Goal of the exercise. Retype everything in the listing, leaving each line exactly as it is.

Records for processing.
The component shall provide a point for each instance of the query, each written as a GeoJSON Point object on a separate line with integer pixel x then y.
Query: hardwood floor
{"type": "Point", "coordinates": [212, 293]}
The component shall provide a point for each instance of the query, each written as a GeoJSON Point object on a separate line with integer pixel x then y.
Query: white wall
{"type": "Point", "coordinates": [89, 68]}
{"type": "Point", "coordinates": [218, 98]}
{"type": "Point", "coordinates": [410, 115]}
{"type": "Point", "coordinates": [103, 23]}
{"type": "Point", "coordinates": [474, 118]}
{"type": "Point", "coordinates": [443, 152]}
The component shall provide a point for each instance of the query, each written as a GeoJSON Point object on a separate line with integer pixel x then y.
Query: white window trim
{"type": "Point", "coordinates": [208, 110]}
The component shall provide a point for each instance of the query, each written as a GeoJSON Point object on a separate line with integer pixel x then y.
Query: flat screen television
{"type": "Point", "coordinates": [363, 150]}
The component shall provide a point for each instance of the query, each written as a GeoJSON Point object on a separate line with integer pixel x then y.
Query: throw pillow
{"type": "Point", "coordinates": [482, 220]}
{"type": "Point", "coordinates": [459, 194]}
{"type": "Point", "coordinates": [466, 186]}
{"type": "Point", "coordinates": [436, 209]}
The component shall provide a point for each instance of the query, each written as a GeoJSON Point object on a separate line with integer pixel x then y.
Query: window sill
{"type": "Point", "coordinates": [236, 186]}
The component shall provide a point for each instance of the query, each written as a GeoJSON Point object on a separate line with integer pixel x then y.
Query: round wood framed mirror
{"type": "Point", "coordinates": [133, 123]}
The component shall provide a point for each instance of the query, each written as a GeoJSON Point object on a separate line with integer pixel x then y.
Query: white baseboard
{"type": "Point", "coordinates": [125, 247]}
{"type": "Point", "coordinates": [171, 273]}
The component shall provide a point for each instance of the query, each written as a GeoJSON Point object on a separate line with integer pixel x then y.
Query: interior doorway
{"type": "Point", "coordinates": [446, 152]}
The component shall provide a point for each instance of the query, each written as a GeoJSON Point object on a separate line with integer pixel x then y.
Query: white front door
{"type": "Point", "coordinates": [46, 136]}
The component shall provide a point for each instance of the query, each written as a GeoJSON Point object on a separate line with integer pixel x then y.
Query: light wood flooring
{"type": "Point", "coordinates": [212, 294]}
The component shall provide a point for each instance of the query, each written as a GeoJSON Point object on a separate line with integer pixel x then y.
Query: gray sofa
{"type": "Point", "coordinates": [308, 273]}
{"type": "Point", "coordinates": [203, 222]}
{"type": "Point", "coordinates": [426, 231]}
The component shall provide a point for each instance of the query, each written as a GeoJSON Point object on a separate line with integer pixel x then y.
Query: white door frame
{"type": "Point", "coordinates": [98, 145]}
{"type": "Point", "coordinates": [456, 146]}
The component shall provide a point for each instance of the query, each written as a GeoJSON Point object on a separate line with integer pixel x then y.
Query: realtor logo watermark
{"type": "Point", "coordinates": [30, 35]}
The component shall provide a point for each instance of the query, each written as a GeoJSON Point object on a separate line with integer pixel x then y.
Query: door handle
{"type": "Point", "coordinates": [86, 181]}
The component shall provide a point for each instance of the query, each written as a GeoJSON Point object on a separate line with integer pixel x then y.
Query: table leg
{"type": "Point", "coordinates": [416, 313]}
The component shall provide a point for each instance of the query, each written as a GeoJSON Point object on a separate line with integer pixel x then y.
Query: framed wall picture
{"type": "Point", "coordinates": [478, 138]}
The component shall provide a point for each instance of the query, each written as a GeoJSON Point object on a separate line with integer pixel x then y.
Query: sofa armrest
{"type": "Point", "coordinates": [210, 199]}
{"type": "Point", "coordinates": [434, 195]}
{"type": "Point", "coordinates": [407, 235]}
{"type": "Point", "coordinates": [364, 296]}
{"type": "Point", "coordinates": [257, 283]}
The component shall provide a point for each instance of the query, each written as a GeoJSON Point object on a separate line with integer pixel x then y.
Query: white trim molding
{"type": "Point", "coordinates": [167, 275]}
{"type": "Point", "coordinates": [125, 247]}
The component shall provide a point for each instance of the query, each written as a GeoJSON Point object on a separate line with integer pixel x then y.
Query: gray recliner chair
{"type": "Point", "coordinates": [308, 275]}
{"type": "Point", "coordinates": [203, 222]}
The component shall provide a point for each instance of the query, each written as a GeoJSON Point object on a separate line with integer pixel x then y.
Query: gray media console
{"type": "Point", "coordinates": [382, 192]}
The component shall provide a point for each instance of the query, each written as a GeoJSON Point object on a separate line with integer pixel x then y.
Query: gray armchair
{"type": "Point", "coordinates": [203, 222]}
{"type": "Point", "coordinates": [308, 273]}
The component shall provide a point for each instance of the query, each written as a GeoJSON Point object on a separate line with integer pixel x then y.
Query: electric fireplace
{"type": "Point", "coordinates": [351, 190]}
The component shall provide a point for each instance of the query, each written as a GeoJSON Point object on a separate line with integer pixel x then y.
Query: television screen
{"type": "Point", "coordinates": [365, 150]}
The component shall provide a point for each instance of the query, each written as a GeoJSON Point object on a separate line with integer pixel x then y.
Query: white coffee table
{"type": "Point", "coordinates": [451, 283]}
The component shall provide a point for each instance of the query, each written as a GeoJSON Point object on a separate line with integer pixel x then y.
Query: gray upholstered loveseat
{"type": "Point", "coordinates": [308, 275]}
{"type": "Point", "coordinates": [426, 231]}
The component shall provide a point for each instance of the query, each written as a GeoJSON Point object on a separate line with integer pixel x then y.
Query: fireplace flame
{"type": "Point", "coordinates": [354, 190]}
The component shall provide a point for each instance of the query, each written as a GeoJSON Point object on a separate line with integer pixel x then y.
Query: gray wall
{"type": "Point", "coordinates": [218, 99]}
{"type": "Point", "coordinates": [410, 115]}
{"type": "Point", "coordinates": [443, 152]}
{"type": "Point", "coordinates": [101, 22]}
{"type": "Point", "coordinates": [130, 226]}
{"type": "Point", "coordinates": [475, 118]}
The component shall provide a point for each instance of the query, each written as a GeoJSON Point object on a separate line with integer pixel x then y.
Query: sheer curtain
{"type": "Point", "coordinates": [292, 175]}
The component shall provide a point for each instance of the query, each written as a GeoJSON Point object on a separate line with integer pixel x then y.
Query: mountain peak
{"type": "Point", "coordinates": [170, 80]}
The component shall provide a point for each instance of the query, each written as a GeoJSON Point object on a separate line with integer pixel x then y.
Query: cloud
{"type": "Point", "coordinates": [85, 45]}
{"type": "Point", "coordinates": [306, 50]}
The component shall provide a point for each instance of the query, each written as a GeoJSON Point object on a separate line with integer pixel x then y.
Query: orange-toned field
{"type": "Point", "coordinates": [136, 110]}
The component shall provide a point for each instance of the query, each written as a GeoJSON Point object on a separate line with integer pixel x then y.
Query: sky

Task answer.
The component shall provide a point for each instance of the query, each written as a GeoJSON Point object on a separate line with integer pixel x then y.
Query: hardwood floor
{"type": "Point", "coordinates": [212, 293]}
The component shall provide a point for each instance of the query, each written as a GeoJSON Point object on a separate line with integer pixel x then y.
Query: white wall
{"type": "Point", "coordinates": [89, 68]}
{"type": "Point", "coordinates": [218, 98]}
{"type": "Point", "coordinates": [410, 115]}
{"type": "Point", "coordinates": [103, 23]}
{"type": "Point", "coordinates": [474, 118]}
{"type": "Point", "coordinates": [443, 152]}
The component shall provide a point for each instance of the query, each written as a GeoJSON Point object on a separate line with integer pixel x then y.
Query: white window trim
{"type": "Point", "coordinates": [208, 110]}
The component shall provide a point for each instance of the query, each written as a GeoJSON Point object on a separate line with integer pixel x then y.
Query: flat screen television
{"type": "Point", "coordinates": [363, 150]}
The component shall provide a point for each instance of the query, each written as a GeoJSON Point object on a separate line with integer pixel x then y.
Query: throw pillow
{"type": "Point", "coordinates": [482, 220]}
{"type": "Point", "coordinates": [459, 194]}
{"type": "Point", "coordinates": [466, 186]}
{"type": "Point", "coordinates": [436, 209]}
The component shall provide a point for each instance of the query, each written as a GeoJSON Point object on a separate line with integer pixel x then y.
Query: window sill
{"type": "Point", "coordinates": [236, 186]}
The component shall provide a point for each instance of the query, each written as a GeoJSON Point object on a separate line with integer pixel x then y.
Query: round wood framed mirror
{"type": "Point", "coordinates": [133, 123]}
The component shall provide a point for each instance of the query, each written as a GeoJSON Point object on a separate line with integer pixel x then y.
Query: white baseboard
{"type": "Point", "coordinates": [125, 247]}
{"type": "Point", "coordinates": [171, 273]}
The component shall provide a point for each instance of the query, each written as a GeoJSON Point object on a separate line with integer pixel x then y.
Query: interior doorway
{"type": "Point", "coordinates": [446, 152]}
The component shall provide a point for each instance of the query, each written as a GeoJSON Point object on a separate line with integer pixel x then y.
Query: white front door
{"type": "Point", "coordinates": [46, 136]}
The component shall provide a point for each instance of the query, each written as a GeoJSON Point object on a separate line with integer pixel x then y.
Query: light wood flooring
{"type": "Point", "coordinates": [212, 294]}
The component shall provide a point for each instance of the query, each written as a GeoJSON Point object on a separate line with integer pixel x then y.
Query: gray sofa
{"type": "Point", "coordinates": [308, 273]}
{"type": "Point", "coordinates": [203, 222]}
{"type": "Point", "coordinates": [426, 231]}
The component shall provide a point for each instance of the query, each written as a GeoJSON Point object on a separate line with integer pixel x then y.
Query: white door frame
{"type": "Point", "coordinates": [98, 145]}
{"type": "Point", "coordinates": [456, 146]}
The component shall provide a point for each instance of the query, each written as a GeoJSON Point object on a separate line with integer pixel x then y.
Query: realtor logo watermark
{"type": "Point", "coordinates": [30, 35]}
The component shall provide a point for each instance of the query, each written as a GeoJSON Point object on a separate line with integer pixel x then y.
Query: door handle
{"type": "Point", "coordinates": [86, 181]}
The component shall provide a point for each instance of the query, each written as a GeoJSON Point object on a separate line with integer pixel x then y.
Query: table leg
{"type": "Point", "coordinates": [416, 313]}
The component shall provide a point for each instance of the query, each written as a GeoJSON Point object on a separate line with integer pixel x then y.
Query: framed wall picture
{"type": "Point", "coordinates": [478, 138]}
The component shall provide a point for each instance of the query, each written as a GeoJSON Point object on a separate line with integer pixel x then y.
Query: sofa armrest
{"type": "Point", "coordinates": [210, 199]}
{"type": "Point", "coordinates": [434, 195]}
{"type": "Point", "coordinates": [407, 235]}
{"type": "Point", "coordinates": [364, 296]}
{"type": "Point", "coordinates": [257, 283]}
The component shall provide a point for each instance of the query, each written as a GeoJSON Point object on a separate line with integer pixel x then y.
Query: white trim molding
{"type": "Point", "coordinates": [167, 275]}
{"type": "Point", "coordinates": [125, 247]}
The component shall provide a point for each instance of the query, each written as a GeoJSON Point object on a separate line with integer pixel x then y.
Query: gray recliner chair
{"type": "Point", "coordinates": [308, 275]}
{"type": "Point", "coordinates": [203, 222]}
The component shall provide a point for each instance of the query, each written as a GeoJSON Point object on a separate line with integer pixel x then y.
Query: gray media console
{"type": "Point", "coordinates": [382, 192]}
The component shall provide a point for each instance of the query, each written as a GeoJSON Point object on a separate line with integer pixel x then y.
Query: gray armchair
{"type": "Point", "coordinates": [203, 222]}
{"type": "Point", "coordinates": [308, 273]}
The component shall provide a point for each instance of the query, each written as a GeoJSON Point object on a separate line with integer pixel x then y.
Query: electric fireplace
{"type": "Point", "coordinates": [351, 190]}
The component shall provide a point for each instance of the query, each written as a GeoJSON Point object on a separate line with integer pixel x then y.
Query: television screen
{"type": "Point", "coordinates": [365, 150]}
The component shall provide a point for each instance of the query, each written as a GeoJSON Point object on a separate line with integer pixel x then y.
Query: white coffee table
{"type": "Point", "coordinates": [451, 283]}
The component shall provide a point for each instance of the query, each written as a GeoJSON Point object on a separate line with integer pixel x then y.
Query: gray upholstered loveseat
{"type": "Point", "coordinates": [308, 275]}
{"type": "Point", "coordinates": [426, 231]}
The component shall provide a point for each instance of the query, each written as a GeoJSON Point object on a separate line with integer pixel x then y.
Query: fireplace flame
{"type": "Point", "coordinates": [354, 190]}
The component shall provide a point for each instance of the query, each written as a GeoJSON Point object on a separate line with integer pixel x then y.
Query: gray wall
{"type": "Point", "coordinates": [218, 99]}
{"type": "Point", "coordinates": [410, 115]}
{"type": "Point", "coordinates": [443, 152]}
{"type": "Point", "coordinates": [101, 22]}
{"type": "Point", "coordinates": [130, 226]}
{"type": "Point", "coordinates": [475, 118]}
The component shall provide a point for each instance of the query, each written as a GeoJSON Point object on a separate line with integer pixel x then y.
Query: sheer curtain
{"type": "Point", "coordinates": [292, 175]}
The component shall provide a point for each instance of the query, each written as a GeoJSON Point object on a separate line with integer pixel x then y.
Query: mountain peak
{"type": "Point", "coordinates": [170, 80]}
The component shall provide a point for each instance of the query, each written as a GeoJSON Point object on a separate line with integer pixel x then y.
Query: cloud
{"type": "Point", "coordinates": [85, 45]}
{"type": "Point", "coordinates": [306, 50]}
The component shall provide a point for each instance of the query, each written as a GeoJSON Point object on a separate line with integer pixel x then y.
Query: orange-toned field
{"type": "Point", "coordinates": [136, 110]}
The component shall provide a point for each instance of the query, each written as a GeoJSON Point object on a separate line with integer pixel x then y.
Query: sky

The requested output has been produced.